• **What you should do**
Retype every one of the entries below word for word, omitting the pictures.

Bounding-box records:
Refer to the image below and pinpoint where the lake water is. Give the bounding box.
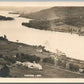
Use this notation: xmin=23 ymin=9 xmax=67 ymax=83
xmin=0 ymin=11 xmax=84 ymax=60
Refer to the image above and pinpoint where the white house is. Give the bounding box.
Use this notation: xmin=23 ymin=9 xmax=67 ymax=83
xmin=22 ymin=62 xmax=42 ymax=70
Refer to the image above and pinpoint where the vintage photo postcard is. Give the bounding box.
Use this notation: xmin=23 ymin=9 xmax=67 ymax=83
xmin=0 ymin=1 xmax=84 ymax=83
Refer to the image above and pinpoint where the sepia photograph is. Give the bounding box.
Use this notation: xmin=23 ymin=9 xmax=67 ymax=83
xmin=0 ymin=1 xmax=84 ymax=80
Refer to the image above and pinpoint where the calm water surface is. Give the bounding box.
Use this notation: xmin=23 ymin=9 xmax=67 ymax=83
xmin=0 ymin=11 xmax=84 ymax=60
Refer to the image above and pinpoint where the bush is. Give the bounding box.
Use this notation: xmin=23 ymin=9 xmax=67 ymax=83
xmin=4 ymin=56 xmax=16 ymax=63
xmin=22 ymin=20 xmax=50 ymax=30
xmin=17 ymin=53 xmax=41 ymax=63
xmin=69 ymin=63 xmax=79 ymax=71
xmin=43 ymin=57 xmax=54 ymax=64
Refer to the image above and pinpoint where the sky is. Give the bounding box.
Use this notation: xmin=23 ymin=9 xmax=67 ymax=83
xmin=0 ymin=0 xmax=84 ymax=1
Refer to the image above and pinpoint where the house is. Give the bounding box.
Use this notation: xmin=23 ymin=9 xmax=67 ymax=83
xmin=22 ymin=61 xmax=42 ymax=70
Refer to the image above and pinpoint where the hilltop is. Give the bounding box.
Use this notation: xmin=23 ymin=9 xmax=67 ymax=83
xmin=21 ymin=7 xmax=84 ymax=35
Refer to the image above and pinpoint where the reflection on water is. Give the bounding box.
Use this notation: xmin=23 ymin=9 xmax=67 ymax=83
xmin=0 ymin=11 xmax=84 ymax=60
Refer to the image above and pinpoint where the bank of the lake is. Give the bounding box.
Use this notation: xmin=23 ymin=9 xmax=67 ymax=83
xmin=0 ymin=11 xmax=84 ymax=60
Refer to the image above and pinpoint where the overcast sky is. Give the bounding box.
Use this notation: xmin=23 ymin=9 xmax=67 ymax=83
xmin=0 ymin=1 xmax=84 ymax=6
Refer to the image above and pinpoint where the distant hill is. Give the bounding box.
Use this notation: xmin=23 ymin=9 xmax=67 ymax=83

• **Answer to the problem**
Refer to the image below and pinpoint where the lake water is. Give the bounding box.
Use this notation: xmin=23 ymin=9 xmax=67 ymax=83
xmin=0 ymin=11 xmax=84 ymax=60
Refer to the image above and pinpoint where the white house is. Give the bounding box.
Use this notation: xmin=23 ymin=9 xmax=67 ymax=83
xmin=22 ymin=62 xmax=42 ymax=70
Refer to the image above and pinpoint where the vintage photo postcard is. Give the bounding box.
Use this notation: xmin=23 ymin=9 xmax=67 ymax=83
xmin=0 ymin=1 xmax=84 ymax=83
Refer to the image above and pinpoint where the sepia photograph is. Give the bounding box.
Use this notation: xmin=23 ymin=9 xmax=67 ymax=83
xmin=0 ymin=1 xmax=84 ymax=80
Refer to the image above and pinpoint where the calm water surface is. Give the bounding box.
Use this notation: xmin=23 ymin=9 xmax=67 ymax=83
xmin=0 ymin=11 xmax=84 ymax=60
Refer to the image above and pinpoint where the bush is. Give the bounding box.
Use this notation: xmin=23 ymin=9 xmax=67 ymax=83
xmin=4 ymin=56 xmax=16 ymax=63
xmin=22 ymin=20 xmax=50 ymax=30
xmin=17 ymin=53 xmax=41 ymax=63
xmin=69 ymin=63 xmax=79 ymax=71
xmin=43 ymin=57 xmax=54 ymax=64
Refer to the image above and pinpoint where the sky is. Give the bounding box.
Use this notation: xmin=23 ymin=9 xmax=67 ymax=83
xmin=0 ymin=0 xmax=84 ymax=1
Refer to the image above and pinpoint where the house is. Give the bounding box.
Use this notation: xmin=23 ymin=9 xmax=67 ymax=83
xmin=22 ymin=61 xmax=42 ymax=70
Refer to the image above and pinpoint where the hilltop is. Give the bounding box.
Use this notation: xmin=23 ymin=9 xmax=67 ymax=83
xmin=21 ymin=7 xmax=84 ymax=35
Refer to the image above and pinpoint where the reflection on water is. Give the bounding box.
Use this notation: xmin=23 ymin=9 xmax=67 ymax=83
xmin=0 ymin=11 xmax=84 ymax=60
Refer to the image above and pinpoint where the bank of the lake is. Give the bounding box.
Use this notation: xmin=23 ymin=9 xmax=67 ymax=83
xmin=0 ymin=11 xmax=84 ymax=60
Refer to the image above and pinpoint where the overcast sky is. Give the bounding box.
Use this notation: xmin=23 ymin=9 xmax=67 ymax=83
xmin=0 ymin=1 xmax=84 ymax=6
Refer to the image above and pinpoint where the distant hill is. Give the bounding box.
Use this notation: xmin=23 ymin=9 xmax=67 ymax=83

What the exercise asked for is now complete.